▶ _Data_:
------------------------------------

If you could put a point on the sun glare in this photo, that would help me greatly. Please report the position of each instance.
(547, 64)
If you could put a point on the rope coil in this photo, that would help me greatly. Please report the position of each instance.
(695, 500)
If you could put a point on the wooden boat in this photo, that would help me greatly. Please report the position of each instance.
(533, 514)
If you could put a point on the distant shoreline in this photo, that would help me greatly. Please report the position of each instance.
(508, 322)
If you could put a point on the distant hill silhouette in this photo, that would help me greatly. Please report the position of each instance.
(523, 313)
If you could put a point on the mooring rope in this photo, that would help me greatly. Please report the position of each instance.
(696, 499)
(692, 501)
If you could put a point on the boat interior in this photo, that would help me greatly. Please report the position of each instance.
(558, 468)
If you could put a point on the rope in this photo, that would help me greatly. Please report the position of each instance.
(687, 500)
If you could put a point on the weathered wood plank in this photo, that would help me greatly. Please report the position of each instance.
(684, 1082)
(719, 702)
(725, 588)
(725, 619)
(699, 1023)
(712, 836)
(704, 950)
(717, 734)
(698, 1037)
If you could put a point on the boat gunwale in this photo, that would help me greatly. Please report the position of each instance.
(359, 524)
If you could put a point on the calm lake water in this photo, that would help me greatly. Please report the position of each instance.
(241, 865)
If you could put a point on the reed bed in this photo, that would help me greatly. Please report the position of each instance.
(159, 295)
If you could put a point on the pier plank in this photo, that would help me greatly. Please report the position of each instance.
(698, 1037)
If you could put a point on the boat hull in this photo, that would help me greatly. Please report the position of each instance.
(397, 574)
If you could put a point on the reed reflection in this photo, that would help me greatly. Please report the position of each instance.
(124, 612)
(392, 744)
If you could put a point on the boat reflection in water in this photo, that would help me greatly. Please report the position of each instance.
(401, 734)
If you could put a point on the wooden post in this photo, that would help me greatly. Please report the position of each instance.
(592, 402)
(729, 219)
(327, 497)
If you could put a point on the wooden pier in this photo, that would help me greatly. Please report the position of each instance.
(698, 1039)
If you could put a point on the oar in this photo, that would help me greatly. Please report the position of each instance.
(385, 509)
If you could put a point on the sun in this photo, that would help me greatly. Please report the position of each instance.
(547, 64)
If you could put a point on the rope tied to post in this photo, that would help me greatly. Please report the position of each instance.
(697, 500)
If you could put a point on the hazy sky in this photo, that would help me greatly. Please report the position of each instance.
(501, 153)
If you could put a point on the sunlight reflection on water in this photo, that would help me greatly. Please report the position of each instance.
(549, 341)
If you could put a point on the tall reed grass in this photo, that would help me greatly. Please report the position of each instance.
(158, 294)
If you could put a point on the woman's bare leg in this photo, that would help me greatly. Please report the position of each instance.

------------------------------------

Restate the data above word for word.

▶ _Solution to this task_:
If you could put a point on the sun glare in this photo, that would help me greatly. Please report the position of each instance.
(547, 64)
If you could put a point on the rope coil in this photo, that would help me greatly. Please report the position of each instance.
(695, 500)
If you could put a point on the wooden boat in this photo, that would help me greatly. Please report the position of each instance.
(533, 514)
If you could put a point on the distant shoreline in this photo, that would help me greatly. Please report the position of each instance.
(508, 322)
If you could put a point on the distant hill silhouette in this photo, that would help me greatly. Please report the position of each instance.
(523, 313)
If you could put a point on the mooring rope in this photo, that would help me greatly. Please report the position of each instance.
(696, 499)
(692, 501)
If you could put a point on the boat interior in this photo, that would help me greatly. Please report the position of each instance.
(558, 468)
If you could put a point on the rope in this photo, that would help me greatly. Please report the position of each instance.
(687, 500)
If you could put a point on the weathered wood plank in this photo, that would help me greatly. Please report the position of each instance.
(684, 1082)
(719, 702)
(725, 588)
(725, 619)
(699, 1023)
(712, 836)
(704, 950)
(717, 734)
(698, 1037)
If you could put a point on the boat gunwale in this photo, that would help me greatly. Please report the position of each instance.
(359, 524)
If you could put a point on the calm lake water in this photo, that would help me greatly. Please report the position of each instance.
(241, 865)
If you could put a point on the reed bed in this photo, that would help me greatly. Please report the position of each instance.
(159, 295)
If you could put a point on the pier plank in this photo, that would help me greatly. Please report the position of each instance.
(698, 1037)
If you could put a point on the boat hull in this photo, that would help me greatly. Please report the position of each instance.
(397, 574)
If you could put a point on the reed reflection in this photo, that would help me greatly. Please report the position of each instance.
(124, 612)
(392, 744)
If you could put a point on the boat reflection in water in this photo, that would help me greatly. Please report the position of each instance.
(401, 734)
If you could put a point on the wooden post in this photo, that would help me greatly. Please report the position of each instance.
(592, 402)
(729, 219)
(327, 497)
If you could put a point on the wooden pier in this photo, that would help me greatly. Please report the position of each instance.
(698, 1039)
If you could put a point on the oar in this photo, that would help me greatly. Please report the position of each instance.
(385, 509)
If you could put a point on the sun in this photo, that would help me greatly. Please report the position of each instance.
(547, 64)
If you could put a point on the rope tied to post in this photo, that would help me greatly. Please report the position of each instance.
(697, 500)
If you could put a point on the hazy sky in this photo, that would help me greatly. Please report the position of each instance.
(501, 153)
If you could put a point on the sunlight reflection on water in this photo, that would help me greatly. Please report the position of each instance.
(549, 341)
If you could put a point on the tall reed grass in this photo, that would help me greatly. Please report the position of each instance.
(158, 294)
If you could put a point on the woman's bare leg in this photo, that would help me greatly. Please report the position of each instance.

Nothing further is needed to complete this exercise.